§ DATA FOR ANALYSIS
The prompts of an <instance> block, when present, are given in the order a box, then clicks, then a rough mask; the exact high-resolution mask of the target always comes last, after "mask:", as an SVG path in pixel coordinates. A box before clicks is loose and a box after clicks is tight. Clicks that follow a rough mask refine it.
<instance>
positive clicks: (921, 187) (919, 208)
...
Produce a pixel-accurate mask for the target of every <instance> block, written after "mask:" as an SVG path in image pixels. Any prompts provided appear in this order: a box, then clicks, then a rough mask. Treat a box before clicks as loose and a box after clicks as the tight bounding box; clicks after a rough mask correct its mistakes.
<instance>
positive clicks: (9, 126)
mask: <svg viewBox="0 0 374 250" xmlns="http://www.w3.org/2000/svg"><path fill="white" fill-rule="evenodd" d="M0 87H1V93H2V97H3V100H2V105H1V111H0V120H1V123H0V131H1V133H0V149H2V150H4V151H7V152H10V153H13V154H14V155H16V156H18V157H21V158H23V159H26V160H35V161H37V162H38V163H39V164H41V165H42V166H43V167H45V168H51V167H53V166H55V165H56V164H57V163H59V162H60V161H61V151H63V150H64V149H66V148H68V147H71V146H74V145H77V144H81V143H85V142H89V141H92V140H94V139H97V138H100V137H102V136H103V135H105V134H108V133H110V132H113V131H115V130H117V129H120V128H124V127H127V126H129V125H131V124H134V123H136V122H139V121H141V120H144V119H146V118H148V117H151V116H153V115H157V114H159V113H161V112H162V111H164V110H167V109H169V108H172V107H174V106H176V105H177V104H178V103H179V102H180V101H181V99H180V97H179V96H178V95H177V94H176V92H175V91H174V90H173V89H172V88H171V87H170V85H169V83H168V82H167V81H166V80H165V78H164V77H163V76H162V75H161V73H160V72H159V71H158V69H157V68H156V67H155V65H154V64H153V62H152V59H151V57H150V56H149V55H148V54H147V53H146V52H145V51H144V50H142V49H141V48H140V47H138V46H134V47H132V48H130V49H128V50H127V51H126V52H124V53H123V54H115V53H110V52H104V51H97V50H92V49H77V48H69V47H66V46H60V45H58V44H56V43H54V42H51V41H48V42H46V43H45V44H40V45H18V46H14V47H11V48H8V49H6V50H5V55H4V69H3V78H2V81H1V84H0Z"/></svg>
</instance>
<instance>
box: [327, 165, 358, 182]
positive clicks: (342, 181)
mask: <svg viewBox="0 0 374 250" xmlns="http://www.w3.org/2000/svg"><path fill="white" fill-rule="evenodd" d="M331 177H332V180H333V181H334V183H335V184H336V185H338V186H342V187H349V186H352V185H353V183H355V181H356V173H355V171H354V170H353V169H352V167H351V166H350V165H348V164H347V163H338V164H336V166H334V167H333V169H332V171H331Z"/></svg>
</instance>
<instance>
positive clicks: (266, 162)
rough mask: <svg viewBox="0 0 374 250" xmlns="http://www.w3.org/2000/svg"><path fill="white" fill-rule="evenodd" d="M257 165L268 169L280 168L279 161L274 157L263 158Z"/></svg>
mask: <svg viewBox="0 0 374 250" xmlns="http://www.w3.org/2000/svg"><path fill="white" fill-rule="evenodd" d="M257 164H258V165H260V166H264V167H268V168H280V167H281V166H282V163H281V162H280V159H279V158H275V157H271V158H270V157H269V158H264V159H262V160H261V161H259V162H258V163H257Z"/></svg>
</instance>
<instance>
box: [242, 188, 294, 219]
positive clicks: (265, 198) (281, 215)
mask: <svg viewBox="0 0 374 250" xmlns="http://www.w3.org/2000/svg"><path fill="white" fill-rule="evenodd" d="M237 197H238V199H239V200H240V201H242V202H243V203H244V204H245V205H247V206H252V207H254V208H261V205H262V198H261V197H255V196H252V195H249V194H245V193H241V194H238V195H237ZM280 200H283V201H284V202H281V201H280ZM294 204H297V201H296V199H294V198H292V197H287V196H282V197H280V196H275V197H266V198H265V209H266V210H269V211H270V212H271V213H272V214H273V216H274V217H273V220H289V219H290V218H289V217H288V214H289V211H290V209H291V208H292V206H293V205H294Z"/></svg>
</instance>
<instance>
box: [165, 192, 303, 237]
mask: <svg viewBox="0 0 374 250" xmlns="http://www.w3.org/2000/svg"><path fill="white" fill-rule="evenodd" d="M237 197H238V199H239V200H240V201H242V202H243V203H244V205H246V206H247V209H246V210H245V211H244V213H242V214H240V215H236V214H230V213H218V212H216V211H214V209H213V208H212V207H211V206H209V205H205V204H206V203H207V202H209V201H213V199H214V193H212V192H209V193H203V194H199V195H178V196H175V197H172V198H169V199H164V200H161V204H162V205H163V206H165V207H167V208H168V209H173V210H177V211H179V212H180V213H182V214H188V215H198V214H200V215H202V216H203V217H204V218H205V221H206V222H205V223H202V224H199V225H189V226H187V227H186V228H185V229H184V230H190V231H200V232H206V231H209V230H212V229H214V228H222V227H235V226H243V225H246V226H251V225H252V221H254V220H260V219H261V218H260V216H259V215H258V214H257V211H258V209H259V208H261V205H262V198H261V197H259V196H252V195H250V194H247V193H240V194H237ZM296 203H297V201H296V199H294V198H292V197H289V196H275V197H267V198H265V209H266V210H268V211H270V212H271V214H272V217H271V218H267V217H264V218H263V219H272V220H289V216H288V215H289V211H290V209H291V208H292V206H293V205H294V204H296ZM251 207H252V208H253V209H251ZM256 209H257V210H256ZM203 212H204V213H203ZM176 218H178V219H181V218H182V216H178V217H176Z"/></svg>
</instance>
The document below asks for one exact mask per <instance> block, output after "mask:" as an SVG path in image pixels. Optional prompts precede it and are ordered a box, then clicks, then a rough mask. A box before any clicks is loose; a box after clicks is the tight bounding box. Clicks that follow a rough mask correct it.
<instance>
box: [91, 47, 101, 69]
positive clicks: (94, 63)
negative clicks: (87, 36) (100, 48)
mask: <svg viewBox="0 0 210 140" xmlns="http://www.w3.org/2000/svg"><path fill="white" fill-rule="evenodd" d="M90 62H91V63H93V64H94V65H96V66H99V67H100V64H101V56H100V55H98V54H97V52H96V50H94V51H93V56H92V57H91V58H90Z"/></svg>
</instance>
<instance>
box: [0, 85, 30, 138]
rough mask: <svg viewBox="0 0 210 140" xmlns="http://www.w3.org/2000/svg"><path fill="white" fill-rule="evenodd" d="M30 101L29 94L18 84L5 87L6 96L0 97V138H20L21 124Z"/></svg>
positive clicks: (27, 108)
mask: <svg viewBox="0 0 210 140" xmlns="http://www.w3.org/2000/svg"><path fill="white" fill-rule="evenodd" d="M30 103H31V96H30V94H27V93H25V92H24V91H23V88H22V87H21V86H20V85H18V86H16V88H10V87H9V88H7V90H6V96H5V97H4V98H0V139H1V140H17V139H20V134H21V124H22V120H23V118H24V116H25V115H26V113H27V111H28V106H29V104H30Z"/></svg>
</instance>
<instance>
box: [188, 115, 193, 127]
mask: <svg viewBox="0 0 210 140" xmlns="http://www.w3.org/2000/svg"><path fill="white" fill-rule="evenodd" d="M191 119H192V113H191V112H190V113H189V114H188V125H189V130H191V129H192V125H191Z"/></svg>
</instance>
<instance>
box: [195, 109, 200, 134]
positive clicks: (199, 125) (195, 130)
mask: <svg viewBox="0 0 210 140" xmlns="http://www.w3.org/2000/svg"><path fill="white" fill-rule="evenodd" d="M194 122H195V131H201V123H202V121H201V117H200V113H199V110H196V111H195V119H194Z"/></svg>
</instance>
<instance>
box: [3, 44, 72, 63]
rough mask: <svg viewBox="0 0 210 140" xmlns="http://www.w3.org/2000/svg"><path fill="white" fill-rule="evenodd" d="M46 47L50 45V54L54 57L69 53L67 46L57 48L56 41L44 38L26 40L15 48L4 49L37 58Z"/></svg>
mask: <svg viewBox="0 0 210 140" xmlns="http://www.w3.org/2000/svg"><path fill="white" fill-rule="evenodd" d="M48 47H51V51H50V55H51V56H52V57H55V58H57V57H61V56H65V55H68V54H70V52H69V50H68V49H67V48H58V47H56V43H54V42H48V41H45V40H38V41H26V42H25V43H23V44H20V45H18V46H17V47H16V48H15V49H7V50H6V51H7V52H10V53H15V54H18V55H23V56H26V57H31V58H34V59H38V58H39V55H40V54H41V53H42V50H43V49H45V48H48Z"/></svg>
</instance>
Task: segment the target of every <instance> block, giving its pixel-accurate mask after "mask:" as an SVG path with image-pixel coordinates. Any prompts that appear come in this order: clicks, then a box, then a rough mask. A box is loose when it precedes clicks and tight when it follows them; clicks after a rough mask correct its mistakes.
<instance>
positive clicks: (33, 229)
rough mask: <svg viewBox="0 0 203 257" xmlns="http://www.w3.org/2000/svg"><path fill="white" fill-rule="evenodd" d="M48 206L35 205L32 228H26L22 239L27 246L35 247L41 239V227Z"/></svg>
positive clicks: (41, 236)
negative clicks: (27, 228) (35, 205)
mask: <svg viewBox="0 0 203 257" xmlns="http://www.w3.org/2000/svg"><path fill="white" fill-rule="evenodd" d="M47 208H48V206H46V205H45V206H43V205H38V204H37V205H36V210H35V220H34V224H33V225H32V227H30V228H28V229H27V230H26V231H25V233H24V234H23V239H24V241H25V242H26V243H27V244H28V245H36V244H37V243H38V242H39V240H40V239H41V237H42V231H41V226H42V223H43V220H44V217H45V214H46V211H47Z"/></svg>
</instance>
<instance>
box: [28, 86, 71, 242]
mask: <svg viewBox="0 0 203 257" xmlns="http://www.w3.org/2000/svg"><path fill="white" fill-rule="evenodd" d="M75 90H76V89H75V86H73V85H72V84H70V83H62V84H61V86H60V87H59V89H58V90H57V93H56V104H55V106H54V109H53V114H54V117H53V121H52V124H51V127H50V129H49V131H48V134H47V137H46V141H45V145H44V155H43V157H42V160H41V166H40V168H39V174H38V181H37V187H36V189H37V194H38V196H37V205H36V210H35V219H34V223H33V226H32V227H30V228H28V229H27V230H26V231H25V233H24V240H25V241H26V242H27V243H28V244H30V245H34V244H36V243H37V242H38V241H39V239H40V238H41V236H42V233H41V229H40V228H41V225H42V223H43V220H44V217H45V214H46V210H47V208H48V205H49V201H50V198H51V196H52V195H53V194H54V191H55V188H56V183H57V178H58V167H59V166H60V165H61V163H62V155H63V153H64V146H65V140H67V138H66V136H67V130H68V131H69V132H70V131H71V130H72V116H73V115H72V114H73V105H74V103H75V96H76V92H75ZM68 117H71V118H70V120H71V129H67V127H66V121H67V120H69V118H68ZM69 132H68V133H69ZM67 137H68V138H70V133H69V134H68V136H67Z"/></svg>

§ WORK ITEM
Your task is to copy each line of the data above that holds "before".

§ ANSWER FOR THIS EXERCISE
The prompts of an <instance> block, when present, are given in the order a box, then clicks, then a rough mask; the exact high-resolution mask of the target always comes last, after "mask:", as an SVG path in pixel coordinates. A box before clicks is loose and a box after clicks is tight. Clicks that follow a rough mask refine it.
Produce a pixel-accurate mask for the target of every <instance> block, written after "mask:" as an SVG path in image pixels. Any prompts provided appear in this order: a box, then clicks, then a rough mask. Treat a box before clicks as loose and a box after clicks as the tight bounding box; clicks after a rough mask correct its mistakes.
The document below asks for one exact mask per <instance> block, output after "mask:" as an SVG path in image pixels. Optional prompts precede it and are ordered a box, then clicks, then a rough mask. A box before any clicks is loose; a box after clicks is the tight bounding box. Clicks that follow a rough mask correct it.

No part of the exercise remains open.